> CONSIGNE A: Recopiez sans rien changer, dans le texte sur les jugements étrangers ci-dessous, le passage qui commence par les mots « - Exécution désigne » et se termine par « Bruxelles I refondu) ».
═════ EXTRAIT DU TEXTE
Définition du terme : Jugements étrangers
Le terme jugements étrangers englobe les décisions judiciaires rendues par les tribunaux d’un autre État que la République fédérale d’Allemagne. Dans les relations juridiques internationales, les jugements étrangers sont importants lorsqu’ils doivent produire des effets juridiques au-delà des frontières nationales, en particulier lorsqu’ils prétendent à la reconnaissance et à l’exécution dans un autre pays. Le traitement des jugements étrangers relève du droit international de la procédure civile et touche à des questions de souveraineté étatique, de sécurité juridique ainsi que de confiance mutuelle entre les États.
Principes de base de la reconnaissance et de l’exécution
Principes centraux
La reconnaissance et l’exécution des jugements étrangers sont en principe régies par le principe du respect mutuel des décisions judiciaires. Les conditions et la procédure sont déterminées soit par des conventions internationales (telles que des traités multilatéraux ou bilatéraux), soit — à défaut de celles-ci — par le droit national.
- Reconnaissance d’un jugement étranger signifie que celui-ci peut produire sur le territoire national des effets juridiques équivalents à ceux d’un jugement national. Les conséquences typiques sont l’autorité de la chose jugée et l’effet préclusif.
- Exécution désigne le fait que le jugement peut, au besoin, être mis à exécution par des mesures de coercition (par exemple, exécution forcée). Pour l’exécution, il faut généralement une déclaration de force exécutoire dite « exequatur ».
Sources du droit
Les bases légales applicables au traitement des jugements étrangers en Allemagne sont les suivantes :
- Règlements européens, notamment le règlement Bruxelles Ia (RB I bis, ou Bruxelles I refondu)
- Conventions internationales, telles que la Convention de La Haye
- Droit national, notamment l’article 328 du Code de procédure civile allemand (ZPO) et la loi sur la reconnaissance et l’exécution
Conditions de reconnaissance des jugements étrangers
Conditions générales de reconnaissance
Un jugement étranger est en principe reconnu s’il est définitif et exécutoire dans l’État de décision. Les autres conditions sont les suivantes :
- Compétence internationale: Le tribunal étranger ayant statué devait être compétent internationalement selon la conception nationale.
══════════
> CONSIGNE B: Repérez dans la liste ci-dessous chaque ligne où figure le mot « tree », puis recopiez toutes ces lignes.
═════ DONNÉES FOURNIES
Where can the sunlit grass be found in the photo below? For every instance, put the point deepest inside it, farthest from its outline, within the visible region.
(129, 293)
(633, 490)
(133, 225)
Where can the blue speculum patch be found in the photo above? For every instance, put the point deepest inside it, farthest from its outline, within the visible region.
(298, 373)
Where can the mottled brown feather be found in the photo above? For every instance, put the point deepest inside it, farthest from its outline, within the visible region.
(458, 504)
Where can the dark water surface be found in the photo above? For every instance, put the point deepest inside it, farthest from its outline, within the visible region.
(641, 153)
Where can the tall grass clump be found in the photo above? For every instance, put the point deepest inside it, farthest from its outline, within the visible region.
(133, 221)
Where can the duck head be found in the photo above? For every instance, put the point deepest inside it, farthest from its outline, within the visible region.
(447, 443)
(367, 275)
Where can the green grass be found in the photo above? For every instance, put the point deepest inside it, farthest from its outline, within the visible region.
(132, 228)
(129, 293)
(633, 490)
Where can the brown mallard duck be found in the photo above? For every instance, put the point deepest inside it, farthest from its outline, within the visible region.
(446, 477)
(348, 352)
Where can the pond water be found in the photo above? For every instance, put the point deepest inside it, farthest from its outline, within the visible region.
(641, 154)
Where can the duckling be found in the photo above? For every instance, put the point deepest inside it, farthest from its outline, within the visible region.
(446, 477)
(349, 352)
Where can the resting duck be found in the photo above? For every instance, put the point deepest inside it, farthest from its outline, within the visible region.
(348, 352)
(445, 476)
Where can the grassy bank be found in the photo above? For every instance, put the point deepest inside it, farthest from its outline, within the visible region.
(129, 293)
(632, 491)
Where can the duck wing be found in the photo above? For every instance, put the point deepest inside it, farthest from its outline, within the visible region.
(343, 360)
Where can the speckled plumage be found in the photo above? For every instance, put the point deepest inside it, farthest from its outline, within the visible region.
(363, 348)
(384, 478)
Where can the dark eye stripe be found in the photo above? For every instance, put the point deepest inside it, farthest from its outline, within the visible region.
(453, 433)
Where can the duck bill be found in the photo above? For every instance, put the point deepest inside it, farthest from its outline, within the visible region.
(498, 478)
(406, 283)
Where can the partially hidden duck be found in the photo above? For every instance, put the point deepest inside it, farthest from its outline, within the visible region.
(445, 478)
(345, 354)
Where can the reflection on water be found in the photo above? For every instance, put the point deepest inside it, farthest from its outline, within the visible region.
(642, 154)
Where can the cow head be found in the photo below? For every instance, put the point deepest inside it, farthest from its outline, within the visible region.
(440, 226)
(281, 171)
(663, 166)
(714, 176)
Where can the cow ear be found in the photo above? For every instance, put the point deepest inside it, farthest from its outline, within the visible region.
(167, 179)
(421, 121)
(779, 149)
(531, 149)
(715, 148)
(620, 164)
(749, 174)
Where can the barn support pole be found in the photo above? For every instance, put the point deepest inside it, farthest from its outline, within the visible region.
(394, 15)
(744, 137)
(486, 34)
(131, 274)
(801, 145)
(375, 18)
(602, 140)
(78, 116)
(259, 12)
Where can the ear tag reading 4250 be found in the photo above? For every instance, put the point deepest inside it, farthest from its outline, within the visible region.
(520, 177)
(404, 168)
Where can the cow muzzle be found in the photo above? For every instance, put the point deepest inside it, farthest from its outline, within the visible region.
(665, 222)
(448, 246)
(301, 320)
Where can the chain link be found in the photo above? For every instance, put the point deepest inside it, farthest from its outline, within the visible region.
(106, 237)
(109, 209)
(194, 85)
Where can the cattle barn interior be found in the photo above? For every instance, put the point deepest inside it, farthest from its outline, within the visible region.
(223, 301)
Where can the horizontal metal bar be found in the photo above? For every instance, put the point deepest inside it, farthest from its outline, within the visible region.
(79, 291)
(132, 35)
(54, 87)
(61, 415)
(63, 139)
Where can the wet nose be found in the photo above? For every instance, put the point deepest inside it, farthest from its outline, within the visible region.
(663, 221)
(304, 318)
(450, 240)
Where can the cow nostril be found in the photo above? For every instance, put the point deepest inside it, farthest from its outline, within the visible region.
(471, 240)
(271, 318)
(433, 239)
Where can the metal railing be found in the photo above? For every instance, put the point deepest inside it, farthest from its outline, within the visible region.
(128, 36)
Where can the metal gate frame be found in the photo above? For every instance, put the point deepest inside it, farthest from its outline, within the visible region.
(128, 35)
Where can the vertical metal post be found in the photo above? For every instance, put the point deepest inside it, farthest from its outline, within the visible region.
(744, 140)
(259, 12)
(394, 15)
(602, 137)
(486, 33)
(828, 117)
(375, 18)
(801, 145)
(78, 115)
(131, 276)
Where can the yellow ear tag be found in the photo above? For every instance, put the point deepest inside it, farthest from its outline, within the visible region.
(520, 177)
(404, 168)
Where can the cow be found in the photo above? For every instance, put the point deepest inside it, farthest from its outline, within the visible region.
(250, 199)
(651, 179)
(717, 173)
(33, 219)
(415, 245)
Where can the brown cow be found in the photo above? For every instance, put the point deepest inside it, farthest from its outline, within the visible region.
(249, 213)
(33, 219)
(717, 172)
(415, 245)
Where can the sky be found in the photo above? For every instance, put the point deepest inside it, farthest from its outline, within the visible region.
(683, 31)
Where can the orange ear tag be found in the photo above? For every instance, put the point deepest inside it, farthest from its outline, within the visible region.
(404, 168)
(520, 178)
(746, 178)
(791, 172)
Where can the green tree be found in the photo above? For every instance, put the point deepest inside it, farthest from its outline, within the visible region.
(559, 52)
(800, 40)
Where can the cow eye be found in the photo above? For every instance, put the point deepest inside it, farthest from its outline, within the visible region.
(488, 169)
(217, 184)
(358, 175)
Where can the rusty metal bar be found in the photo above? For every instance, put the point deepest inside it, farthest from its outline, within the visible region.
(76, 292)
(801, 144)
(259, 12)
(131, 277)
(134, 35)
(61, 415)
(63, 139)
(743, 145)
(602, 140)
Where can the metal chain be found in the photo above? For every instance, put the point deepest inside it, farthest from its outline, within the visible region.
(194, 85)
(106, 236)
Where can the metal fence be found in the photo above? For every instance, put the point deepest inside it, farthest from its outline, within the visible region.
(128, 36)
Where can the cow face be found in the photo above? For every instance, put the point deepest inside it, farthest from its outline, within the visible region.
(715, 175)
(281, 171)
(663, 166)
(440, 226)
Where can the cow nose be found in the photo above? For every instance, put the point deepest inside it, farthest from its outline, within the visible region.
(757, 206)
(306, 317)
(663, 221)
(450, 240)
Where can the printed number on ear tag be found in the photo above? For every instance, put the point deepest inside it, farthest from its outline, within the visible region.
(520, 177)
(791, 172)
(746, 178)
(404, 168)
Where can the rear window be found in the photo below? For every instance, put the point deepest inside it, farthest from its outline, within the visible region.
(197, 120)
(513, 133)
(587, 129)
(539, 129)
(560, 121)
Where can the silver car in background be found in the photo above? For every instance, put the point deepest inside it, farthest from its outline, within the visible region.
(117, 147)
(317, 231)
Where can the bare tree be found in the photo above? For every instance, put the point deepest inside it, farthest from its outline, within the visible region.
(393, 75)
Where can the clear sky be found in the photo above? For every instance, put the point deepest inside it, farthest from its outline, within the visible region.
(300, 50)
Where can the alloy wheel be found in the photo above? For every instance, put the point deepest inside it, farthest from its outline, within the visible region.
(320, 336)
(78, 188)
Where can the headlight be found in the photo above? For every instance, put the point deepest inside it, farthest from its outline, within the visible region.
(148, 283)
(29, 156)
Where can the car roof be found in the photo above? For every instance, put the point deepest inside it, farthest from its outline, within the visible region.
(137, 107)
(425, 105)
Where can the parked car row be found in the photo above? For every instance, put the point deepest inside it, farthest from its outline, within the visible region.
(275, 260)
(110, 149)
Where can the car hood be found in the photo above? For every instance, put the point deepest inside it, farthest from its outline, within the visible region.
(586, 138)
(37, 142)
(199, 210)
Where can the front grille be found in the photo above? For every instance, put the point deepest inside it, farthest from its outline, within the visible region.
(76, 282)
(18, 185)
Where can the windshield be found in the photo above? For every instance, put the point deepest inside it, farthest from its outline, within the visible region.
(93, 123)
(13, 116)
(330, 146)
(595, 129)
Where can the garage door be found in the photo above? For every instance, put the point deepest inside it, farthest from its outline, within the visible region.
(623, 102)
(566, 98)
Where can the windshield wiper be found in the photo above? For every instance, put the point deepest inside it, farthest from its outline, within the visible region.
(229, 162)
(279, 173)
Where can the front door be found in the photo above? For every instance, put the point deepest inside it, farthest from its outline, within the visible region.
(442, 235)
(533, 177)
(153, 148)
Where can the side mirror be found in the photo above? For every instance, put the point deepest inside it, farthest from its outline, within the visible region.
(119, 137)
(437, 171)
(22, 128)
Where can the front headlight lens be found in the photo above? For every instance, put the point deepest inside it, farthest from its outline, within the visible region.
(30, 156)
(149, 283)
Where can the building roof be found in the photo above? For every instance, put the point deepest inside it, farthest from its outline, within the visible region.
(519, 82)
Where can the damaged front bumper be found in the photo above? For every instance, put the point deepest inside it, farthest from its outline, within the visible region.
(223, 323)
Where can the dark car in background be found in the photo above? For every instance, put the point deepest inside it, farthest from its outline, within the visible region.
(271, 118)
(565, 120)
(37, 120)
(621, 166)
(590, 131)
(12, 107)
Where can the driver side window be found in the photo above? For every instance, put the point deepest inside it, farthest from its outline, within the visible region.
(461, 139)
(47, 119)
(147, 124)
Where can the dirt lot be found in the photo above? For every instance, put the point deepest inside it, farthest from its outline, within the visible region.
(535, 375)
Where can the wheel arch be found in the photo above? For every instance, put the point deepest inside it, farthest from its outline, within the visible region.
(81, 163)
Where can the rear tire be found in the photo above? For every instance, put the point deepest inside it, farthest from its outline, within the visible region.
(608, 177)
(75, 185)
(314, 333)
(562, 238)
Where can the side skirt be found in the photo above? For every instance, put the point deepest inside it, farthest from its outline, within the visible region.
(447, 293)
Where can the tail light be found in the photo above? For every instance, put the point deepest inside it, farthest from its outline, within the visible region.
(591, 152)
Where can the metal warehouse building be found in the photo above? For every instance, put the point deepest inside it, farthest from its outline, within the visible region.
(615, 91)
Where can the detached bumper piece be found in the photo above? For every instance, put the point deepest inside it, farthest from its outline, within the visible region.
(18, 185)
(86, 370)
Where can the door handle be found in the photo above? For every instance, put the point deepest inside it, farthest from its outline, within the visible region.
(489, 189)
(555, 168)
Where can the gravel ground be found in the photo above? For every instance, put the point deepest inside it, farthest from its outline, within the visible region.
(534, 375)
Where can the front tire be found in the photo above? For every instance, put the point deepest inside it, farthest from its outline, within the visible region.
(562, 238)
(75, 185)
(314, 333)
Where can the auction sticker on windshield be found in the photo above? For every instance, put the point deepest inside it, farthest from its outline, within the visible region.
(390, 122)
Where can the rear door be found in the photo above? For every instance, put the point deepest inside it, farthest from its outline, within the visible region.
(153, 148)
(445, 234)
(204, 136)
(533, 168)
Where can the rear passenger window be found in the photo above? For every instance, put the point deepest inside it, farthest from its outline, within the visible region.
══════════
> RÉPONSE RÉDIGÉE A:
- Exécution désigne le fait que le jugement peut, au besoin, être mis à exécution par des mesures de coercition (par exemple, exécution forcée). Pour l’exécution, il faut généralement une déclaration de force exécutoire dite « exequatur ».
Sources du droit
Les bases légales applicables au traitement des jugements étrangers en Allemagne sont les suivantes :
- Règlements européens, notamment le règlement Bruxelles Ia (RB I bis, ou Bruxelles I refondu)

> RÉPONSE RÉDIGÉE B:
Where can the green tree be found in the photo above? For every instance, put the point deepest inside it, farthest from its outline, within the visible region.
Where can the bare tree be found in the photo above? For every instance, put the point deepest inside it, farthest from its outline, within the visible region.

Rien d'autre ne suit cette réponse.